[Material supplied — start]
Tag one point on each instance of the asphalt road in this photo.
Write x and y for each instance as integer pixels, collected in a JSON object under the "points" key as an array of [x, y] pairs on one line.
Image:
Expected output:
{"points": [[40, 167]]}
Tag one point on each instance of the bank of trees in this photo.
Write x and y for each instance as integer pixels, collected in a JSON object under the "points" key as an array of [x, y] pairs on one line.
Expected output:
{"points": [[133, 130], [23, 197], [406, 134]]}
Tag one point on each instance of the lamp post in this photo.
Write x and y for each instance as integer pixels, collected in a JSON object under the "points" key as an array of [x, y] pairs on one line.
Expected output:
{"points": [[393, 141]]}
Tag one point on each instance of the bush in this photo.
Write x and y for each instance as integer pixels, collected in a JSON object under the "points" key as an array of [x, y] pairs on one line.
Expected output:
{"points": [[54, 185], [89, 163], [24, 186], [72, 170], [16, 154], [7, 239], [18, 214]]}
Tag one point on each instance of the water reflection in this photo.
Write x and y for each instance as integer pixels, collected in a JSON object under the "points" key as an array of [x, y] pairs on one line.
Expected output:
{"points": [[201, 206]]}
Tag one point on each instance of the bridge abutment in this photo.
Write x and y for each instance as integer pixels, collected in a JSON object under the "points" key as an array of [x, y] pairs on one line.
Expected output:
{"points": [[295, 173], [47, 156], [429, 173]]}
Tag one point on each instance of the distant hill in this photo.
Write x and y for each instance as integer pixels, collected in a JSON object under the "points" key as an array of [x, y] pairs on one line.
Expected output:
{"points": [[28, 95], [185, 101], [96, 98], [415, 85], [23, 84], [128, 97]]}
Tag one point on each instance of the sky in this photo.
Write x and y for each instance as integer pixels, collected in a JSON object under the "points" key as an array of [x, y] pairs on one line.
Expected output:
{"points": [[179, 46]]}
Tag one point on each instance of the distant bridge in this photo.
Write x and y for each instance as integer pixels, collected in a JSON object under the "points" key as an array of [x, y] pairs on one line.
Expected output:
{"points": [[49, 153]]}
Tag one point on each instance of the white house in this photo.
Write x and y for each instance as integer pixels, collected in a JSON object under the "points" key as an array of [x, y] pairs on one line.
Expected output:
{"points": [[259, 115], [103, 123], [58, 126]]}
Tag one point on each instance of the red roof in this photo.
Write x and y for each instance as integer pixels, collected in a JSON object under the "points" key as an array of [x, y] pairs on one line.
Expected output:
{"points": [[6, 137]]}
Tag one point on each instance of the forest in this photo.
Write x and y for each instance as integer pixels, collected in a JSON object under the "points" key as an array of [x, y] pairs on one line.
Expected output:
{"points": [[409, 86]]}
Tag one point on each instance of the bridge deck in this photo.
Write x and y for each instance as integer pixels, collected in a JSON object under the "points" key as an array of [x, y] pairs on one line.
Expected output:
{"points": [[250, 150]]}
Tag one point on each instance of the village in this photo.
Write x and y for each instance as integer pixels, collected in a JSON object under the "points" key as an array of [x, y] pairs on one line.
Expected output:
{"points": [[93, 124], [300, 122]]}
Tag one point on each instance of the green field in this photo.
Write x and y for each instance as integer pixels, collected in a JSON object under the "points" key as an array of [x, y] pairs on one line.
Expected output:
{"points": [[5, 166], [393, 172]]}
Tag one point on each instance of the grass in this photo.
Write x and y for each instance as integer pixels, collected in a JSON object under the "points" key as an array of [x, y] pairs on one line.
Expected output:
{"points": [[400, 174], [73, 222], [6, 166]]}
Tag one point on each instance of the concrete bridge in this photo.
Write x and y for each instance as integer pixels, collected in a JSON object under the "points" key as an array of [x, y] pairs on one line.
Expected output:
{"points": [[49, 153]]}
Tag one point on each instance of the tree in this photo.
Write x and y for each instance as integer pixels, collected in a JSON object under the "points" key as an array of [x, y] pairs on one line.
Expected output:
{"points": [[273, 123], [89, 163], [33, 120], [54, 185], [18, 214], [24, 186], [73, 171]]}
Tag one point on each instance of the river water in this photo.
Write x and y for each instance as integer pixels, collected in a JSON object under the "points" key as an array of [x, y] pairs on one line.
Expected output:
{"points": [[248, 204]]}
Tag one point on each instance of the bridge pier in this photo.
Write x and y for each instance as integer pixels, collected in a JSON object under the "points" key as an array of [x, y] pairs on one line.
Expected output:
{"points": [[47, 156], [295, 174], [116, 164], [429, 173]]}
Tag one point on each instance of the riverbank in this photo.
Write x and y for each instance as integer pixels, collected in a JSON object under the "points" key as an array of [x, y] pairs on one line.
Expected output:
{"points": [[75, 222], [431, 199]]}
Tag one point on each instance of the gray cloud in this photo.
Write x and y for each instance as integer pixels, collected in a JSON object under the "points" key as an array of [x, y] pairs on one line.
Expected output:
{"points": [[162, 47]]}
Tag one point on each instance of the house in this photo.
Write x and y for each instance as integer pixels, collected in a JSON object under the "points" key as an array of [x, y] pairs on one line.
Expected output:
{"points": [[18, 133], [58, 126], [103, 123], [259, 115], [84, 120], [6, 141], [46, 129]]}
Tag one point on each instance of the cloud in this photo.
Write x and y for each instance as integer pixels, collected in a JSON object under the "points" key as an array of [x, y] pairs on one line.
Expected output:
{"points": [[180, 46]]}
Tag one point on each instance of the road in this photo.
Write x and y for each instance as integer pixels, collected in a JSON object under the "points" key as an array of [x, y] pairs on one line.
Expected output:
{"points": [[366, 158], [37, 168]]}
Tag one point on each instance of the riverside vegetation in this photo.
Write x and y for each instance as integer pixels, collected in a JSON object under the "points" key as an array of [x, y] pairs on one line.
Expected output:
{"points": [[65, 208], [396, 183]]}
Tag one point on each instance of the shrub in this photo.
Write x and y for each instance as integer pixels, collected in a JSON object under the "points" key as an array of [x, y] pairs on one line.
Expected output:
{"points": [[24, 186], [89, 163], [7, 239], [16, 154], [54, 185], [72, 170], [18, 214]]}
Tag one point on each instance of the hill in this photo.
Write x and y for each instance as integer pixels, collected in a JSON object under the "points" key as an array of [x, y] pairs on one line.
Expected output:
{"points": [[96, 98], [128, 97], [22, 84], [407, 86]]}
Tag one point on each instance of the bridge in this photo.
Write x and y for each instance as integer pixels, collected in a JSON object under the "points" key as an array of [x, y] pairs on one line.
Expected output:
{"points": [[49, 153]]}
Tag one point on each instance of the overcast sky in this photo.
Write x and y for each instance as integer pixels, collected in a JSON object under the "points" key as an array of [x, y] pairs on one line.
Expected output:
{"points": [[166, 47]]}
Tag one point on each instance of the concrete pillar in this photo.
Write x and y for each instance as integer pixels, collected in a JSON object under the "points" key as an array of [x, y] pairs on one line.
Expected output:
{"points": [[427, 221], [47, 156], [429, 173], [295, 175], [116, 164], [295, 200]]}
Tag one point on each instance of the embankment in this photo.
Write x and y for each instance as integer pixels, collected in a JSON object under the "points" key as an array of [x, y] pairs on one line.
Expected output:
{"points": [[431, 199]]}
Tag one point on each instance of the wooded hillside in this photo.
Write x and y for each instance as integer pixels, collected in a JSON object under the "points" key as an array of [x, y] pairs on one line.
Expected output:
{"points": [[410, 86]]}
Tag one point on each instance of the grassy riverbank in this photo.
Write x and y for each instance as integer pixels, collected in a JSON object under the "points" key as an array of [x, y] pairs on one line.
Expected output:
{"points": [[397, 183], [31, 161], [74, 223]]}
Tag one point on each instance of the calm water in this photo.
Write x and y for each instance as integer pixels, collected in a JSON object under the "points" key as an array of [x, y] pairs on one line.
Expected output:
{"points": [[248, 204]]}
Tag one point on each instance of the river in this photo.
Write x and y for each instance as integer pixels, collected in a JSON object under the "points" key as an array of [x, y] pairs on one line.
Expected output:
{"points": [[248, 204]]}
[Material supplied — finish]
### Action item
Using the data above, transcribe the lines that run from the line with "Tag one point on each instance of the river water" to the line with "Tag one point on each instance of the bridge pier", both ends kept, and output nothing else.

### Answer section
Tag one point on each instance of the river water in this photo.
Write x and y for each instance as integer pixels, collected in a JSON object under the "points" key as an array of [x, y] pairs on one line.
Expected output:
{"points": [[248, 204]]}
Tag one point on each instance of the bridge pier in this photo.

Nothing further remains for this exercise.